[Text block]:
1918 The Last Act
Page 31
12. The Turkish portions of the present Ottoman Empire should be assured a secure sovereignty, but the other nationalities which are now under Turkish rule should be assured an undoubted security of life and an absolutely unmolested opportunity of autonomous development, and the Dardanelles should be permanently opened as a free passage to the ships and commerce of all nations under international guarantees.
13. An independent Polish state should be erected which should include the territories inhabited by indisputably Polish populations, which should be assured a free and secure access to the sea, and whose political and economic independence should be guaranteed by international covenant. 14. A general association of nations must be formed under specific covenants for the purpose of affording mutual guarantees of political independence and territorial integrity to great and small states alike.
If these terms do credit to President Wilson’s heart, they do not reflect a sound historical sense, or even a very profound knowledge of human nature. At least four of the clauses relied for their interpretation upon opinion as to what constituted the limits within which each clause should operate: and although President Wilson might have been clear in his own mind as to the limits he intended, others might read into them an entirely different significance. There was also implicit in every line of Wilson’s propositions, the pure ideal of freedom which they were obviously intended to breathe through the world like a healing zephyr. Unfortunately, as perhaps the statesmen of the older nations realized more clearly, human nature is so constituted that the only freedom it seems to value is that to enforce its will upon others.
In view of the position to which Wilson had risen, it is unlikely that he was entirely free from this trait himself, and as the clauses of his Fourteen Points would all have to be agreed and put into operation by men who had themselves risen to the leadership of nations by the exercise of similar qualities, it can be seen that a fruitful source of misunderstanding – some sincere and some deliberate – would exist in a peace based upon them.
One clause, however, permitted a minimum of misunderstanding and Britain categorically rejected it. This was the second clause, guaranteeing freedom of the seas in peace and in war, and it is a measure of Wilson’s diplomatic impracticability that he had failed to appreciate that American troops fought on European soil simply because Britain had kept the Imperial German Navy from the seas. The war itself was being won by the Allies largely as a result of the weapon of Blockade, which Wilson now proposed that Britain should deny herself in future times of national danger. There would have been no point in Lloyd George agreeing to such a limitation of his country’s power of self-protection – even for the sake of finishing the war – as he would inevitably have been toppled from office by the War Cabinet, and another Prime Minister installed who would immediately repudiate the point.

[Recorded information]:
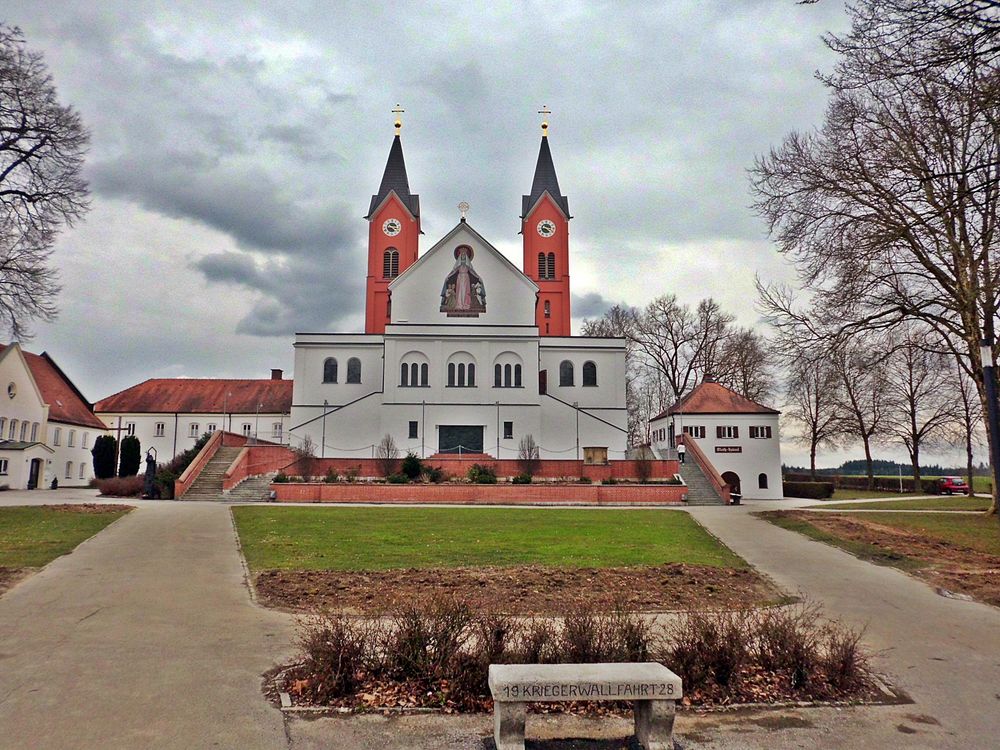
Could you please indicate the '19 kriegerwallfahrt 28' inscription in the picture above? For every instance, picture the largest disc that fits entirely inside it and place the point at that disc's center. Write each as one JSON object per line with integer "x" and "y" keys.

[Exercise requirements]:
1. Transcribe the stretch of the passage on Wilson's Fourteen Points above from "If these terms" through "will upon others.".
2. In the passage on Wilson's Fourteen Points above, which clause did Britain categorically reject?

[Replies]:
1.
If these terms do credit to President Wilson’s heart, they do not reflect a sound historical sense, or even a very profound knowledge of human nature. At least four of the clauses relied for their interpretation upon opinion as to what constituted the limits within which each clause should operate: and although President Wilson might have been clear in his own mind as to the limits he intended, others might read into them an entirely different significance. There was also implicit in every line of Wilson’s propositions, the pure ideal of freedom which they were obviously intended to breathe through the world like a healing zephyr. Unfortunately, as perhaps the statesmen of the older nations realized more clearly, human nature is so constituted that the only freedom it seems to value is that to enforce its will upon others.

2. The second clause, which guaranteed freedom of the seas in peace and in war.